Problem 1: According to the home-brewing post, how long did the pot take to boil?
Problem 2: Retype the passage of the home-brewing post starting at "After I got" and ending at "faster. It's science.".

Supplied text:
This time around I was going to use my brand new glass carboy, so I can check in on the beer periodically and watch it grow up into a tasty liquid refresher right before my eyes. There hasn't been this sort of excitement in my life since I got that Sea Monkey kit back in the day!

I used my old plastic fermenting bucket as a cleaning basin, filling it to the 2 gallon maker with clean water and some C-Brite sanitizing solution. I believe that's suppose to be a non-rinse cleanser, but I always rinse anyway.

I always flash back to my days of working the all night shift at that crappy gas station in Willimantic, CT, otherwise know as the heroin capital of the East Coast. The manager told me to clean the coffee dispensers with comet, and she wasn't all that particular about rinsing them out... Keep that in mind the next time you help yourself to a hot cup of gas station Joe...

At any rate, I think I did a pretty good job cleaning the gear, but I wouldn't do any open heart surgeries on my kitchen counter. Especially considering that ugly yellow towel I used to dry the equipment on has been to Afghanistan, God only knows what sort of microscopic funk lives in that towel.

But I'm sure the beer will be fine, what could possibly go wrong, right?

I love to watch the water slowly turn that wonderful copper color as the Crushed Crystal Malt begins to work it's magic. The water is now gradually becoming wort, and before you know it, it'll be beer! (Well hopefully in a few weeks it will be...)

Now here's one of the steps in home brewing that I always hate. The age old problem of the watched pot... You know what they say... IT NEVER BOILS! My pot took nearly an hour to boil. Completely frustrating! I'm beginning to think I need to spring for one of those outdoors, propane brewing cooker things. Does anyone know if they're more powerful than your standard stove? I almost wonder if there is some sort of heat governor on my stove, to prevent the glass top from cracking? I couldn't find the pot's top, so I had to improvise and use an old cookie sheet on top to speed up the boiling process.

The biggest challenge for me continues to be the hydrometer. But I followed some advice I got from "Camper" over at beertools.com

To get rid of the foam fill up your test tube almost to the top. Then when you place your hydrometer in the tube the wort will overflow along with the foam. I will spin the hydrometer to get rid off any bubbles that are on the hydrometer...

Try and look at the level of the wort. Sometimes you take an average reading. I have a precision hydrometer that reads from 1.000 to 1.070. This is easy to read than the ones that have a large range. - Camper

I followed "Camper's" advice and the wort did in fact overflow onto my kitchen counter. The wife loves that... It was a little easier to read. Although I'm still confused about my reading. According to the brew kit instructions, the initial gravity should have been somewhere between 1.044 and 1.048... My reading was 1.034, off by .01... But I called my local home brew supplier and he said not to worry too much about it.

He suggested sinking my hydrometer in water and take a reading. It should be 1.000 if it works properly, I guess I'll try that later this week.

At any rate, I did my best to cool the wort quickly, I really need to get one of those chillers, it cools almost as slowly as it boils! I just hope I didn't shock the yeast, I hope it was cool enough.

After the yeast was added I used my new funnel to fill the new glass carboy with my wort, and only splashed a little on the kitchen floor. The wife loves that...

Here's the thing. The new funnel has a mesh trainer built in, and the sediment ended up clogging the funnel, a big pain in the butt. I had to scoop it out as I poured the big pot of wort, not an easy thing for one man. I sure hope that sediment wasn't critical to the fermenting process, I guess I'll find out soon.

After I got the wort into the carboy, I popped on the airlock and brought the whole thing downstairs to the finished basement. It's cooler down there and the temperature is more stable. But, it was a little warm, so I aimed an old box fan at the carboy and hoped for the best...

I have more to tell you and more pictures to add, but blogger is being flaky, and I'm tired... Time to get some shut eye so my eyes stay open at work tomorrow...

More to follow...


  1. Good luck with the brew! I look forward to hearing more :-)

  2. You're gonna want to find some friends to brew with. That will definitely make your water boil faster. It's science.

    Found your blog via RSBS (Really Simple Beer Syndication).

    Good luck! Brewing rocks!

  3. Thanks for the comments guys! I've added your sites to my list of notable beer sites. Keep in touch!

Entries:

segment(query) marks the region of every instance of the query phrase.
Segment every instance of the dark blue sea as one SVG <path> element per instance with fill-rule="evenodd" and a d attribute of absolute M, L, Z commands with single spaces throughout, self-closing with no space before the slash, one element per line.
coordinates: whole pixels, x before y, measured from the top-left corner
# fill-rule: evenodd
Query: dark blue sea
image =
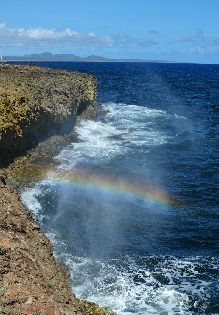
<path fill-rule="evenodd" d="M 22 196 L 73 291 L 119 315 L 219 314 L 219 65 L 36 63 L 95 75 L 108 111 Z"/>

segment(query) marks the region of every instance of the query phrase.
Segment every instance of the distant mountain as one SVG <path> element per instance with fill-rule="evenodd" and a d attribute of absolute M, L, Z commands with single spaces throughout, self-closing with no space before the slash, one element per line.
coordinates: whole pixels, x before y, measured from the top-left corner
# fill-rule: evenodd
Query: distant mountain
<path fill-rule="evenodd" d="M 91 55 L 88 57 L 82 58 L 76 55 L 68 54 L 52 54 L 49 51 L 44 51 L 42 54 L 33 54 L 24 56 L 5 56 L 4 60 L 8 61 L 98 61 L 108 62 L 174 62 L 177 61 L 165 60 L 148 60 L 144 59 L 111 59 L 101 56 Z"/>

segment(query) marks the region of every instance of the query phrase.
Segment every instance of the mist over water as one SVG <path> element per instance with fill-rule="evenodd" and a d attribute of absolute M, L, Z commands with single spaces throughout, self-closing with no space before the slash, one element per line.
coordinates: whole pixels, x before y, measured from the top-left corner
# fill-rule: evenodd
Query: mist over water
<path fill-rule="evenodd" d="M 109 111 L 22 196 L 73 291 L 119 314 L 219 314 L 219 66 L 38 63 L 97 75 Z"/>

Full output 1: Nearly an hour.

Full output 2:
After I got the wort into the carboy, I popped on the airlock and brought the whole thing downstairs to the finished basement. It's cooler down there and the temperature is more stable. But, it was a little warm, so I aimed an old box fan at the carboy and hoped for the best...

I have more to tell you and more pictures to add, but blogger is being flaky, and I'm tired... Time to get some shut eye so my eyes stay open at work tomorrow...

More to follow...


  1. Good luck with the brew! I look forward to hearing more :-)

  2. You're gonna want to find some friends to brew with. That will definitely make your water boil faster. It's science.